#### PROBLEMS AND TASKS:
1. Render the following sentence from the course description into Spanish: "This course provides professors with an introduction to Digital Signal Processing (DSP) and digital communication design using Xilinx FPGAs."
2. Reproduce verbatim the portion of the course description starting at "Skills Gained" and ending at "and other operations)".

#### READING PASSAGE:
Segment Open
Course Description This course provides professors with an introduction to Digital Signal Processing (DSP) and digital communication design using Xilinx FPGAs. 
Level Intermediate
Duration 2 Days
Who should attend? Professors who are new to using FPGAs and would like to understand the details of the implementation of high speed DSP/digital communications using FPGAs.
Pre-requisites
  • Basic DSP principles (sampling, quantitative, time/frequency domain)
  • Knowledge of using DSP simulation software and/or hardware implementations
  • Awareness of digital communications and modern high speed DSP applications and issues

Skills Gained

After completing this workshop, you will be able to:

  • Understand the fundamentals of fixed point word lengths and related issues
  • Know how to control and deal with rounding, truncation, wrap-around, and saturation arithmetic on FPGAs
  • Understand the many arithmetic implementation options (for multiply and other operations)
  • Know how to design and work with Coordinate Rotation Digital Computer (CORDIC) designs for trigonometric calculations
  • Know the features and architectures of the DSP48x slices of the Virtex® and Spartan® FPGAs
  • Know how to use the Xilinx System Generator Simulink® software for DSP design
  • Be able to run the full ISE® software design flow for DSP systems and examples
  • Implement real time DSP examples on the FPGA board using audio input/output codecs
  • Understand the reasons for and methods to implement high-speed Cascaded Integrator-Comb (CIC) filters
  • Know the methods for implementation of Numerically Controlled Oscillators (NCOs)
Segment Closed
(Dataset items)
Segment Open
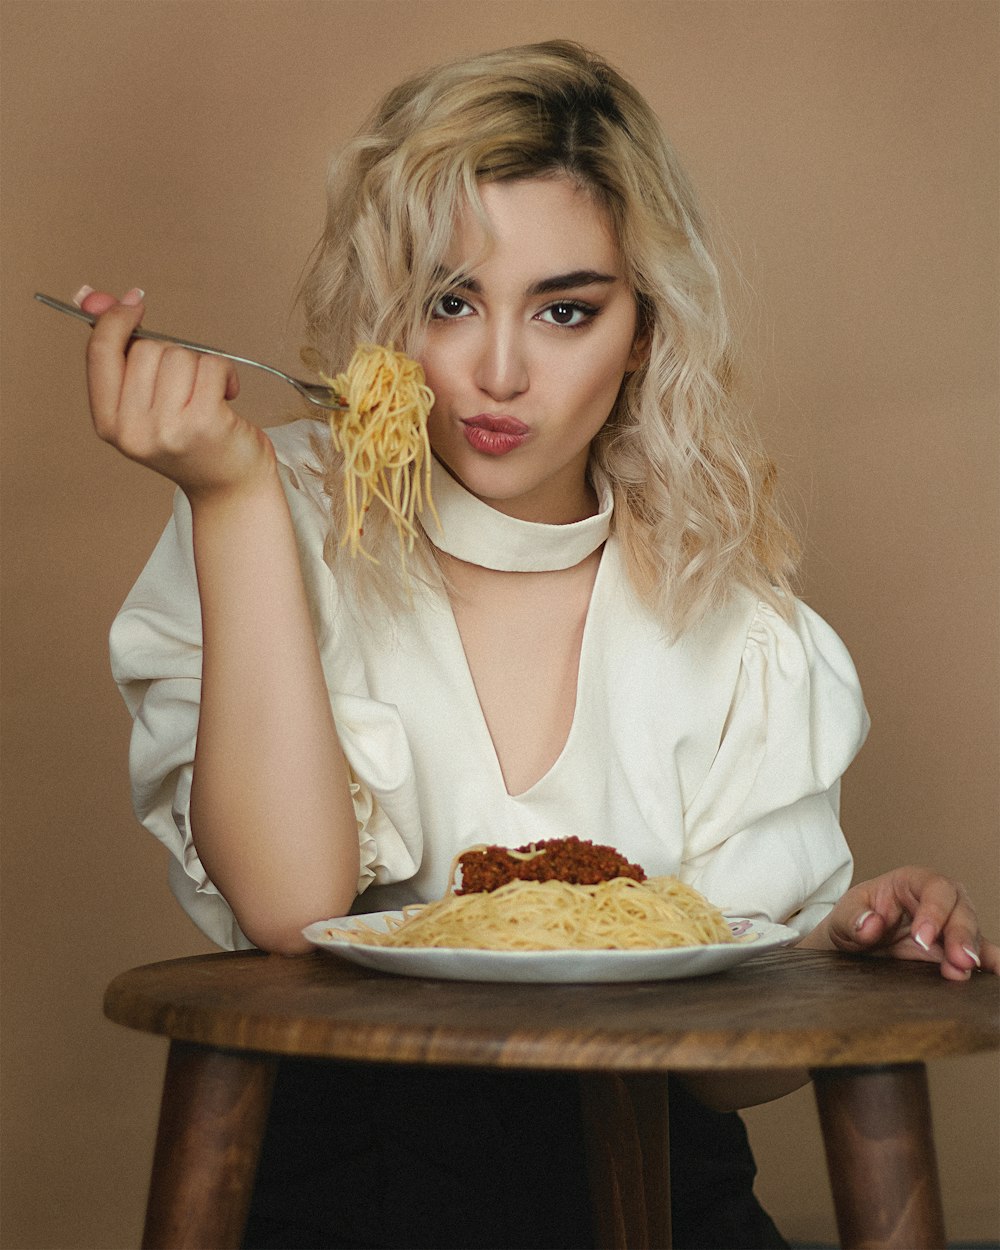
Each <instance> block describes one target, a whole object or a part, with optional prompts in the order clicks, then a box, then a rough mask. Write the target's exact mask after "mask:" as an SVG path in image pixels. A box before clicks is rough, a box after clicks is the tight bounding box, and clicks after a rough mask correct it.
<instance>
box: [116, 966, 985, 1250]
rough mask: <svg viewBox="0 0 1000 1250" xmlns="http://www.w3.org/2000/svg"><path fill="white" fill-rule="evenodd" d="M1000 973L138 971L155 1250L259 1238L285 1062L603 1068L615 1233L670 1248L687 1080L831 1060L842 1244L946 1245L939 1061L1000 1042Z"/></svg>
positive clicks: (607, 1197) (599, 1187) (650, 1243)
mask: <svg viewBox="0 0 1000 1250" xmlns="http://www.w3.org/2000/svg"><path fill="white" fill-rule="evenodd" d="M999 1008H1000V990H999V986H998V980H996V979H995V978H991V976H975V978H973V980H971V983H966V984H954V983H949V981H945V980H944V979H943V978H941V976H940V975H939V974H938V970H936V968H935V966H933V965H929V964H916V963H903V961H898V960H881V959H855V958H850V956H845V955H838V954H830V953H820V951H804V950H779V951H775V953H770V954H764V955H760V956H759V958H756V959H754V960H751V961H749V963H746V964H742V965H740V966H739V968H736V969H732V970H730V971H726V973H721V974H716V975H714V976H707V978H699V979H694V980H682V981H665V983H637V984H622V985H556V986H552V985H489V984H480V983H459V981H434V980H412V979H409V978H396V976H389V975H385V974H381V973H374V971H366V970H364V969H360V968H355V966H352V965H349V964H345V963H341V961H340V960H336V959H334V958H330V956H327V955H322V954H315V955H311V956H304V958H300V959H282V958H281V956H275V955H264V954H260V953H257V951H251V953H236V954H217V955H202V956H195V958H192V959H181V960H171V961H168V963H164V964H151V965H149V966H146V968H139V969H134V970H133V971H129V973H124V974H123V975H121V976H119V978H116V979H115V980H114V981H113V983H111V985H110V986H109V989H108V994H106V999H105V1013H106V1014H108V1016H109V1018H110V1019H111V1020H115V1021H118V1023H119V1024H124V1025H129V1026H130V1028H134V1029H141V1030H145V1031H148V1033H156V1034H163V1035H165V1036H168V1038H170V1040H171V1045H170V1053H169V1058H168V1068H166V1078H165V1083H164V1093H163V1105H161V1111H160V1126H159V1134H158V1141H156V1153H155V1159H154V1166H153V1180H151V1185H150V1194H149V1205H148V1210H146V1226H145V1235H144V1246H145V1248H146V1250H151V1248H187V1250H195V1248H197V1250H206V1248H212V1250H226V1248H230V1246H232V1248H236V1246H239V1244H240V1236H241V1231H242V1225H244V1221H245V1218H246V1210H247V1204H249V1198H250V1193H251V1188H252V1178H254V1170H255V1168H256V1159H257V1153H259V1148H260V1140H261V1135H262V1130H264V1125H265V1121H266V1114H267V1106H269V1100H270V1091H271V1083H272V1079H274V1073H275V1068H276V1061H277V1056H281V1055H309V1056H322V1058H329V1059H337V1060H351V1059H355V1060H365V1061H382V1063H386V1064H417V1065H424V1064H430V1065H445V1064H446V1065H470V1066H477V1068H501V1069H504V1068H512V1069H536V1070H561V1071H566V1070H572V1071H577V1073H579V1074H580V1075H581V1083H582V1090H584V1095H585V1096H584V1106H585V1123H586V1125H587V1153H589V1158H590V1160H591V1191H592V1194H594V1201H595V1211H596V1216H597V1229H599V1236H600V1240H601V1245H604V1246H614V1248H631V1250H636V1248H652V1246H669V1245H670V1211H669V1179H667V1174H669V1166H667V1123H666V1081H665V1080H664V1074H666V1073H670V1071H709V1070H715V1071H719V1070H722V1071H732V1070H737V1069H745V1068H763V1069H789V1068H803V1066H805V1068H809V1069H810V1070H811V1071H813V1075H814V1086H815V1093H816V1101H818V1106H819V1115H820V1125H821V1129H823V1136H824V1144H825V1149H826V1159H828V1166H829V1174H830V1181H831V1188H833V1196H834V1205H835V1209H836V1218H838V1228H839V1230H840V1239H841V1245H843V1246H853V1248H861V1246H864V1248H868V1250H876V1248H890V1246H893V1248H899V1250H930V1248H933V1250H940V1248H943V1246H944V1245H945V1233H944V1220H943V1214H941V1199H940V1190H939V1184H938V1173H936V1164H935V1156H934V1141H933V1134H931V1123H930V1106H929V1098H928V1084H926V1071H925V1066H924V1064H925V1061H926V1060H929V1059H936V1058H940V1056H945V1055H965V1054H971V1053H975V1051H981V1050H989V1049H996V1048H998V1046H1000V1011H999V1010H998V1009H999Z"/></svg>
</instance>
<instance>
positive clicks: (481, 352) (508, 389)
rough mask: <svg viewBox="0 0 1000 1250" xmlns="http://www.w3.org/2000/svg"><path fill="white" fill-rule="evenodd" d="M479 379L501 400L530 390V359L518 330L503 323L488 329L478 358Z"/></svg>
mask: <svg viewBox="0 0 1000 1250" xmlns="http://www.w3.org/2000/svg"><path fill="white" fill-rule="evenodd" d="M475 382H476V385H477V386H479V389H480V390H481V391H484V394H486V395H489V396H490V399H492V400H495V401H497V402H500V401H502V400H510V399H514V397H515V396H516V395H521V394H522V392H524V391H526V390H527V382H529V374H527V360H526V357H525V352H524V345H522V344H521V341H520V337H519V335H517V332H516V330H514V329H511V327H505V326H501V325H496V326H490V327H487V329H486V332H485V336H484V341H482V344H481V350H480V352H479V359H477V361H476V372H475Z"/></svg>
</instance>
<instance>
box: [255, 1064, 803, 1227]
mask: <svg viewBox="0 0 1000 1250" xmlns="http://www.w3.org/2000/svg"><path fill="white" fill-rule="evenodd" d="M755 1171H756V1169H755V1165H754V1160H752V1155H751V1154H750V1148H749V1144H747V1140H746V1131H745V1129H744V1125H742V1121H741V1120H740V1118H739V1116H737V1115H720V1114H717V1113H714V1111H709V1110H707V1109H706V1108H704V1106H702V1105H701V1104H700V1103H697V1101H696V1100H695V1099H692V1098H691V1096H690V1095H689V1094H686V1093H685V1090H684V1089H682V1088H681V1086H680V1085H679V1084H677V1083H676V1081H674V1083H671V1086H670V1189H671V1214H672V1221H674V1245H675V1248H676V1250H781V1248H785V1245H786V1243H785V1241H784V1240H783V1238H781V1236H780V1234H779V1233H778V1230H776V1229H775V1226H774V1224H773V1223H771V1220H770V1218H769V1216H768V1215H766V1213H765V1211H764V1210H763V1209H761V1208H760V1205H759V1204H758V1201H756V1199H755V1196H754V1193H752V1183H754V1175H755ZM592 1245H594V1233H592V1226H591V1218H590V1200H589V1194H587V1179H586V1160H585V1155H584V1144H582V1129H581V1120H580V1108H579V1093H577V1084H576V1079H575V1078H574V1076H572V1075H567V1074H557V1073H541V1074H540V1073H517V1071H507V1073H496V1071H480V1070H476V1069H426V1068H422V1069H399V1068H395V1069H394V1068H387V1066H382V1065H376V1064H372V1065H367V1064H332V1063H317V1061H311V1060H285V1061H282V1064H281V1066H280V1069H279V1076H277V1083H276V1086H275V1096H274V1105H272V1109H271V1116H270V1120H269V1125H267V1133H266V1136H265V1141H264V1149H262V1154H261V1161H260V1169H259V1173H257V1183H256V1186H255V1191H254V1201H252V1205H251V1213H250V1220H249V1225H247V1231H246V1238H245V1240H244V1248H245V1250H587V1248H591V1246H592Z"/></svg>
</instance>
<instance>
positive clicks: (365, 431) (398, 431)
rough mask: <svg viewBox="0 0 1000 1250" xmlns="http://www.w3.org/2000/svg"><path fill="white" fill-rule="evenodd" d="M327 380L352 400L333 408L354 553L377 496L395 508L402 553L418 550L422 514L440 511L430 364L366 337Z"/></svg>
mask: <svg viewBox="0 0 1000 1250" xmlns="http://www.w3.org/2000/svg"><path fill="white" fill-rule="evenodd" d="M320 376H321V379H322V381H324V382H325V384H326V385H327V386H330V387H331V389H332V390H334V391H335V392H336V394H337V395H341V396H342V397H344V399H345V400H346V402H347V407H346V410H342V409H341V410H334V411H332V412H331V415H330V439H331V441H332V445H334V447H335V450H337V451H339V452H340V454H341V456H342V461H344V497H345V502H346V515H347V524H346V529H345V532H344V535H342V536H341V540H340V542H341V546H346V547H349V550H350V554H351V555H352V556H356V555H359V554H360V555H365V556H367V559H372V557H371V556H369V555H367V552H366V551H365V549H364V545H362V541H361V540H362V536H364V524H365V514H366V512H367V510H369V509H370V507H371V505H372V504H374V502H375V501H376V500H377V501H379V502H381V504H382V505H384V506H385V507H386V509H387V510H389V512H390V515H391V517H392V522H394V525H395V527H396V532H397V535H399V542H400V555H401V556H404V557H405V555H406V552H407V551H411V550H412V545H414V539H415V536H416V524H415V517H416V514H417V512H419V511H420V510H421V509H422V507H424V506H425V504H426V506H427V507H429V509H430V511H431V514H434V501H432V499H431V495H430V441H429V439H427V415H429V414H430V410H431V406H432V404H434V394H432V392H431V390H430V387H429V386H427V385H426V381H425V379H424V370H422V369H421V366H420V365H419V364H417V362H416V361H415V360H411V359H410V357H409V356H405V355H404V354H402V352H400V351H395V350H394V349H392V347H391V346H389V347H380V346H374V345H362V346H359V347H357V349H356V351H355V352H354V355H352V356H351V360H350V362H349V365H347V367H346V369H345V370H344V372H342V374H336V375H335V376H334V377H329V376H326V375H325V374H320Z"/></svg>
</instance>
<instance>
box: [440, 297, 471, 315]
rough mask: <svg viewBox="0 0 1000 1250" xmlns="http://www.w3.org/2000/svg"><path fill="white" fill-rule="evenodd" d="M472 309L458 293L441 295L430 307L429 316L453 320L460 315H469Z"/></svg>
mask: <svg viewBox="0 0 1000 1250" xmlns="http://www.w3.org/2000/svg"><path fill="white" fill-rule="evenodd" d="M471 311H472V310H471V309H470V307H469V305H467V304H466V302H465V300H464V299H462V297H461V296H460V295H442V296H441V297H440V300H437V302H436V304H435V305H434V307H432V309H431V316H436V317H440V319H442V320H454V319H455V317H460V316H469V314H470V312H471Z"/></svg>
Segment Closed
#### RESPONSES PER TASK:
1. Este curso ofrece a los profesores una introducción al procesamiento digital de señales (DSP) y al diseño de comunicaciones digitales mediante FPGA de Xilinx.

2.
Skills Gained

After completing this workshop, you will be able to:

  • Understand the fundamentals of fixed point word lengths and related issues
  • Know how to control and deal with rounding, truncation, wrap-around, and saturation arithmetic on FPGAs
  • Understand the many arithmetic implementation options (for multiply and other operations)